- Problem to solve: Reproduce the lines of the records verbatim, from the line with "Draw the outline of every instance of the reflection" up to and including the line with "49], [146, 48]]".

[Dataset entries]

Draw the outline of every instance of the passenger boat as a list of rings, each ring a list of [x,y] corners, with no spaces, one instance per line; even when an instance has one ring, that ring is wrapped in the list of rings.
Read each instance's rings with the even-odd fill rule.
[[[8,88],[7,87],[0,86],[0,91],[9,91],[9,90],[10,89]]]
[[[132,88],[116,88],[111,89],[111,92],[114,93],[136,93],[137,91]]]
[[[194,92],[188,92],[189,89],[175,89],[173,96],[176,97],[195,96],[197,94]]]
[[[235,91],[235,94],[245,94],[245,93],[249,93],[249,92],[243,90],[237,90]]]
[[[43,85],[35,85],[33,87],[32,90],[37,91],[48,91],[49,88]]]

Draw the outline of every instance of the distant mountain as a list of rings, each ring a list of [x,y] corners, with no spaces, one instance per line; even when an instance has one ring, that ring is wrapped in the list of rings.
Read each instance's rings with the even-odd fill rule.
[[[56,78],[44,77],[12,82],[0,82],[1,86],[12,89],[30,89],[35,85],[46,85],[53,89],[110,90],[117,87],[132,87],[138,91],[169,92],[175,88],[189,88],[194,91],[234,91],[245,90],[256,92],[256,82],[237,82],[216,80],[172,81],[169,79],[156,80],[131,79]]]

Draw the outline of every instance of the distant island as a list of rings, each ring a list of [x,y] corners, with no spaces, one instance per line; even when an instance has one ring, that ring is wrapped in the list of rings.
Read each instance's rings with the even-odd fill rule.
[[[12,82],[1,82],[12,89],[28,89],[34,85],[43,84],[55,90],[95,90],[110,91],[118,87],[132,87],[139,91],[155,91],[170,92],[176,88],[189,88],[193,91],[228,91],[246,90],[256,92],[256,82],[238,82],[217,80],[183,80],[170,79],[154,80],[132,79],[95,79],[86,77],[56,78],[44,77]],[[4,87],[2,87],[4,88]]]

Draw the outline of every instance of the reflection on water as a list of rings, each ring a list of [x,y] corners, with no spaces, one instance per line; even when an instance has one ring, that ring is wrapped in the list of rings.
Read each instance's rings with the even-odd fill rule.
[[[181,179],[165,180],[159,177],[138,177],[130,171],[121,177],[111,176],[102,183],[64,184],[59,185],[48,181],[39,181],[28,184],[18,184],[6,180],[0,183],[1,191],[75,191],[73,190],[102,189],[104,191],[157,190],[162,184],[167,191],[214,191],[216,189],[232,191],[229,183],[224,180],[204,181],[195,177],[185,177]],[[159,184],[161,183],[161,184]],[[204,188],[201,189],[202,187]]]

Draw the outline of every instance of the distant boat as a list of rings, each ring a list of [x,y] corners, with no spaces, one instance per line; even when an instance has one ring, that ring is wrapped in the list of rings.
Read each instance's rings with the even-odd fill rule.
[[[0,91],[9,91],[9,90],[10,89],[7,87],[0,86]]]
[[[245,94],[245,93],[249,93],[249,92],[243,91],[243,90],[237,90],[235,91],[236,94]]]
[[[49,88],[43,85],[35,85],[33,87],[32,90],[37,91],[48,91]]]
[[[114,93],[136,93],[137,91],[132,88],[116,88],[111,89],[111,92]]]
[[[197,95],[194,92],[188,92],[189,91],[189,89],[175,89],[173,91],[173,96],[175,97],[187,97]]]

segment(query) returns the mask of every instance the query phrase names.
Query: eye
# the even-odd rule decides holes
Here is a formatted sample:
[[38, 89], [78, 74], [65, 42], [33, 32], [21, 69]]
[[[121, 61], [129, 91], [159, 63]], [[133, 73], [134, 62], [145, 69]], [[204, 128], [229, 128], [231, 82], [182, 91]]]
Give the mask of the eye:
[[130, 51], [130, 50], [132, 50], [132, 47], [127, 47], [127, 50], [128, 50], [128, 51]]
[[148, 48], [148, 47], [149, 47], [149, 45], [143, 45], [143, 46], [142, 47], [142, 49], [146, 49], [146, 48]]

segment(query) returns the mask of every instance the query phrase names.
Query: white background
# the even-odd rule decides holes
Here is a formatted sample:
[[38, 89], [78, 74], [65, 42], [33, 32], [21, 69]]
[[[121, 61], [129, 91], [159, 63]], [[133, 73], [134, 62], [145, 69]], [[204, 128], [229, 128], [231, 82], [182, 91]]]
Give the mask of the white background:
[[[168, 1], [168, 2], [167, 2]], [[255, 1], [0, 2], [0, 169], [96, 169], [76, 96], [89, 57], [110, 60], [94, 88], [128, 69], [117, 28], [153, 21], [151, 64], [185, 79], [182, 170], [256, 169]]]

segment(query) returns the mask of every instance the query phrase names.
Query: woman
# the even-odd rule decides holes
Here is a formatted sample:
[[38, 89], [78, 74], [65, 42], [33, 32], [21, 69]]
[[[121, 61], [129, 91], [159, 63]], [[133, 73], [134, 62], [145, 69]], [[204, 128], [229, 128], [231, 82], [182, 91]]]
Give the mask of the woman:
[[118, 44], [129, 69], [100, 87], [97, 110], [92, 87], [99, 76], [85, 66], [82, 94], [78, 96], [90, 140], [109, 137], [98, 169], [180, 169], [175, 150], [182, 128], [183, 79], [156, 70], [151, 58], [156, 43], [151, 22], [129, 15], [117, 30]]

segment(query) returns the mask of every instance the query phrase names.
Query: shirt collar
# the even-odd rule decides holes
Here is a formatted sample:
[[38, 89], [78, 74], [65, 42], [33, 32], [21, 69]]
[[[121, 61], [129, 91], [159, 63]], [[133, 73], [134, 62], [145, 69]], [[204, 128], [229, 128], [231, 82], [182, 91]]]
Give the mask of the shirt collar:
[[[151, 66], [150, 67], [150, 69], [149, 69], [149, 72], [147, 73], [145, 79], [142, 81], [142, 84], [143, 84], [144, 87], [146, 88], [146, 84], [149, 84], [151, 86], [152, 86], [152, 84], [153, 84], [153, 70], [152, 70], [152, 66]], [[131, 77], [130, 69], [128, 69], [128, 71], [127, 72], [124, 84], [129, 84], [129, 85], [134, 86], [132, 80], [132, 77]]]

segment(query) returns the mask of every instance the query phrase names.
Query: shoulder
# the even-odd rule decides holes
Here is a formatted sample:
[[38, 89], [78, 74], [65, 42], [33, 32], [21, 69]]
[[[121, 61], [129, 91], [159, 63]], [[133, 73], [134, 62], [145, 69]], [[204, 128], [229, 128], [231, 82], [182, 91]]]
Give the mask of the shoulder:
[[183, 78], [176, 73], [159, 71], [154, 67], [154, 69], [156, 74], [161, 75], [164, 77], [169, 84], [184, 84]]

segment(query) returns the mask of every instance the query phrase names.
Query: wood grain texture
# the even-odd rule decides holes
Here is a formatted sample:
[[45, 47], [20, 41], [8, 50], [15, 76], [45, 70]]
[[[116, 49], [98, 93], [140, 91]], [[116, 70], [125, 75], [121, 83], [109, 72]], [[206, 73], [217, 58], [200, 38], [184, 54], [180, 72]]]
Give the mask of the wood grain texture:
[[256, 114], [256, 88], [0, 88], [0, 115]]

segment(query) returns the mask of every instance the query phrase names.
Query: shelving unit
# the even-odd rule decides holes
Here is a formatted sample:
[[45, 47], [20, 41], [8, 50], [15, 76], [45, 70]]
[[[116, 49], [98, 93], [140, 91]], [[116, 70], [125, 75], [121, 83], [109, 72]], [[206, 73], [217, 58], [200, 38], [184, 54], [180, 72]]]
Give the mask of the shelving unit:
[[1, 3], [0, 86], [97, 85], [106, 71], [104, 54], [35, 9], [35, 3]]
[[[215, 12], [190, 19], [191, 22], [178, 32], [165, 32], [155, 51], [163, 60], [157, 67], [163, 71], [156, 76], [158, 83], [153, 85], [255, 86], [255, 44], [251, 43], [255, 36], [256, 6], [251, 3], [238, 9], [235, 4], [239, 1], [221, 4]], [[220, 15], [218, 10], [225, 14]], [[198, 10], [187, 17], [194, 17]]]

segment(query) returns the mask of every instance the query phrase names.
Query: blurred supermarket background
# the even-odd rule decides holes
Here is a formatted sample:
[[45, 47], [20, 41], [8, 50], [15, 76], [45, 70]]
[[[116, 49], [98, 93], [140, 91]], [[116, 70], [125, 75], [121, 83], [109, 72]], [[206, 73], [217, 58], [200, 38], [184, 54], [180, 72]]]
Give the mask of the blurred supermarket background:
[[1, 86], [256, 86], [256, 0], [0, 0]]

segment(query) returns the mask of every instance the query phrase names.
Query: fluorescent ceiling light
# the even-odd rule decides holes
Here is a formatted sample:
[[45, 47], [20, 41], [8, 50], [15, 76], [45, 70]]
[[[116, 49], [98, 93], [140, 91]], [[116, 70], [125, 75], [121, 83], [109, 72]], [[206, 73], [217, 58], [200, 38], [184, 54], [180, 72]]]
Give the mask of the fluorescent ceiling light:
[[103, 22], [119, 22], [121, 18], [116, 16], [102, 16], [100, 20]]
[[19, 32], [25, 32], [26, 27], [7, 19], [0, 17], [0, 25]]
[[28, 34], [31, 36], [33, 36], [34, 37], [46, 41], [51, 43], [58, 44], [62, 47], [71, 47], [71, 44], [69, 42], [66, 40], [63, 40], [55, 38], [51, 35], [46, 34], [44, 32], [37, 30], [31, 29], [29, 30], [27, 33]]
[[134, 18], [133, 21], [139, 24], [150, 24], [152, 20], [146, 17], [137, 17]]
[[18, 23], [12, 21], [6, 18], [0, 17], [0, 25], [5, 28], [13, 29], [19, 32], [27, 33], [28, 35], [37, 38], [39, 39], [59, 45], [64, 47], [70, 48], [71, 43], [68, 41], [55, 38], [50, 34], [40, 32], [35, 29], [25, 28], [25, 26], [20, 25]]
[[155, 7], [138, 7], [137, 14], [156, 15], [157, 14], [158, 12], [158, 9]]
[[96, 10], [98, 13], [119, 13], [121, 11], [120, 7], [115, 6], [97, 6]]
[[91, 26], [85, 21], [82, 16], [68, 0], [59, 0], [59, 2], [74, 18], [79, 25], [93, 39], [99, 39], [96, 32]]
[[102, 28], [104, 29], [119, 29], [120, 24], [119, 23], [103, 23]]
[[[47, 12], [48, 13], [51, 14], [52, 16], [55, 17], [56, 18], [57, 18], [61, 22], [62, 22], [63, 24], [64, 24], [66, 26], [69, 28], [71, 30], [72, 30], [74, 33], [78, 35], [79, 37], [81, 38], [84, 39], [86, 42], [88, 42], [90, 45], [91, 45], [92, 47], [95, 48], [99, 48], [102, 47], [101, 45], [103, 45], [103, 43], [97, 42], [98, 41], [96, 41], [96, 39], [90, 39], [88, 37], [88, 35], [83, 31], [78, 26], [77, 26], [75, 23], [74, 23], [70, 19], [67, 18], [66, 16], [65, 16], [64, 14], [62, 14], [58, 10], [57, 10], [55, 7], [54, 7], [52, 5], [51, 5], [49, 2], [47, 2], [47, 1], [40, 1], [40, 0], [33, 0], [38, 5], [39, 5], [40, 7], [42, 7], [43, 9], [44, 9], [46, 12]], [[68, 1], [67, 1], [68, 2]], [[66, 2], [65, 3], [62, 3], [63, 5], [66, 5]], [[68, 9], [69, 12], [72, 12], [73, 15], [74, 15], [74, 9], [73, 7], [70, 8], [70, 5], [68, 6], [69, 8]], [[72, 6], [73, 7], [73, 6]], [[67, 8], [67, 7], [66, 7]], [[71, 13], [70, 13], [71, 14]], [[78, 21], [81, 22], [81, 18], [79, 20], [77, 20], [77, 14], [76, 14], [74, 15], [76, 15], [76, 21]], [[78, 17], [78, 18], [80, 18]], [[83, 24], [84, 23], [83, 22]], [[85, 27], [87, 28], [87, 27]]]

- Complete answer:
Draw the outline of every instance of the reflection on water as a list of rings, each ring a list of [x,y] corners, with no spaces, one instance per line; even when an instance has one ring, that ring is wrapped in the list of rings.
Read each instance's rings with the even-odd fill rule.
[[[181,179],[165,180],[159,177],[138,177],[130,171],[121,177],[111,176],[102,183],[64,184],[59,185],[48,181],[39,181],[28,184],[18,184],[6,180],[0,183],[1,191],[75,191],[73,190],[102,189],[104,191],[157,190],[162,184],[167,191],[214,191],[216,189],[232,191],[229,183],[224,180],[204,181],[195,177],[185,177]],[[159,184],[161,183],[161,184]],[[204,188],[201,189],[202,187]]]

Draw the outline of every instance of the distant boat as a list of rings, each ring a list of [x,y] corners, with no spaces, one instance per line; even when an instance has one ring, that ring is wrapped in the list of rings.
Read each instance's rings with the even-odd fill rule.
[[[0,91],[9,91],[9,90],[10,89],[7,87],[0,86]]]
[[[245,94],[245,93],[249,93],[249,92],[243,91],[243,90],[237,90],[235,91],[236,94]]]
[[[49,88],[43,85],[35,85],[33,87],[32,90],[37,91],[48,91]]]
[[[114,93],[136,93],[137,91],[132,88],[116,88],[111,89],[111,92]]]
[[[197,95],[194,92],[188,92],[189,91],[189,89],[175,89],[173,91],[173,96],[175,97],[187,97]]]

segment(query) returns the mask of every instance the query phrase names.
Query: eye
# the even-odd rule decides holes
Here is a formatted sample:
[[38, 89], [78, 74], [65, 42], [33, 32], [21, 69]]
[[[121, 61], [129, 91], [159, 63]], [[133, 73], [134, 62], [145, 69]], [[204, 128], [229, 128], [231, 82], [182, 91]]]
Give the mask of the eye:
[[130, 51], [130, 50], [132, 50], [132, 47], [127, 47], [127, 50], [128, 50], [128, 51]]
[[148, 48], [148, 47], [149, 47], [149, 45], [143, 45], [143, 46], [142, 47], [142, 49], [146, 49], [146, 48]]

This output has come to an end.